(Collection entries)
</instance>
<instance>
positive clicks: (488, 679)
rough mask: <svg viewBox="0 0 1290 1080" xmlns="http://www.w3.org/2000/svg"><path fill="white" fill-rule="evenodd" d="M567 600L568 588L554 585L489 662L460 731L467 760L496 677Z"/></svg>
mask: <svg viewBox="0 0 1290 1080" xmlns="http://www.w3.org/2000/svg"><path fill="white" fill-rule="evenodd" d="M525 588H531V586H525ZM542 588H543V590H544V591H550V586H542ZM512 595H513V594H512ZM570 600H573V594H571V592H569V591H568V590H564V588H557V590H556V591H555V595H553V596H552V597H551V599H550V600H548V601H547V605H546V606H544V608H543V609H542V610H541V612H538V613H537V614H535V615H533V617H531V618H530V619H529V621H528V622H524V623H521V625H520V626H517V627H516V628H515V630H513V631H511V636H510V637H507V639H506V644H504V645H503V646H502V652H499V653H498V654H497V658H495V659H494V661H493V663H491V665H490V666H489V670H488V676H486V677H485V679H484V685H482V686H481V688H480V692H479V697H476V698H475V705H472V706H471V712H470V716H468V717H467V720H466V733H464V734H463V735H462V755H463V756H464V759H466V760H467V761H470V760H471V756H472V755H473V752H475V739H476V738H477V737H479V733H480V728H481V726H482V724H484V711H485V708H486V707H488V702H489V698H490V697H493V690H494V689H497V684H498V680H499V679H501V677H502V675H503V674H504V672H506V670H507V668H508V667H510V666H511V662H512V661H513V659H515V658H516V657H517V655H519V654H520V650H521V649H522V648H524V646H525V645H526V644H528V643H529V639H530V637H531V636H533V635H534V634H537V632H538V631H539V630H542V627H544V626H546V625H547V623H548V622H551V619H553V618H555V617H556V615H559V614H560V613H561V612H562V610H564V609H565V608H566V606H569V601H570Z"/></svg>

:: Work to complete ::
Your answer should hold the line with "positive clicks: (488, 679)" and each line after it to the end of the data, retyped exactly. Include no other lines.

:: Problem solution ::
positive clicks: (488, 679)
rough mask: <svg viewBox="0 0 1290 1080" xmlns="http://www.w3.org/2000/svg"><path fill="white" fill-rule="evenodd" d="M567 600L568 588L554 585L489 662L460 731L467 760L496 677Z"/></svg>
mask: <svg viewBox="0 0 1290 1080" xmlns="http://www.w3.org/2000/svg"><path fill="white" fill-rule="evenodd" d="M525 588H531V586H525ZM542 588H543V590H544V591H550V586H542ZM512 595H513V594H512ZM570 600H573V594H571V592H569V591H568V590H564V588H557V590H556V591H555V595H553V596H552V597H551V599H550V600H548V601H547V605H546V606H544V608H543V609H542V610H541V612H538V613H537V614H535V615H533V617H531V618H530V619H529V621H528V622H524V623H521V625H520V626H517V627H516V628H515V630H513V631H511V636H510V637H507V639H506V644H504V645H503V646H502V652H499V653H498V654H497V658H495V659H494V661H493V663H491V665H490V666H489V670H488V676H486V677H485V679H484V685H482V686H481V688H480V692H479V697H476V698H475V705H472V706H471V712H470V716H468V717H467V720H466V733H464V734H463V735H462V755H463V756H464V759H466V760H467V761H470V760H471V756H472V755H473V752H475V739H476V738H477V737H479V733H480V728H481V726H482V724H484V711H485V708H486V707H488V702H489V698H490V697H493V690H494V689H497V684H498V680H499V679H501V677H502V675H503V674H504V672H506V670H507V668H508V667H510V666H511V662H512V661H513V659H515V658H516V657H517V655H519V654H520V650H521V649H522V648H524V646H525V645H526V644H528V643H529V639H530V637H531V636H533V635H534V634H537V632H538V631H539V630H542V627H544V626H546V625H547V623H548V622H551V619H553V618H555V617H556V615H559V614H560V613H561V612H562V610H564V609H565V608H566V606H569V601H570Z"/></svg>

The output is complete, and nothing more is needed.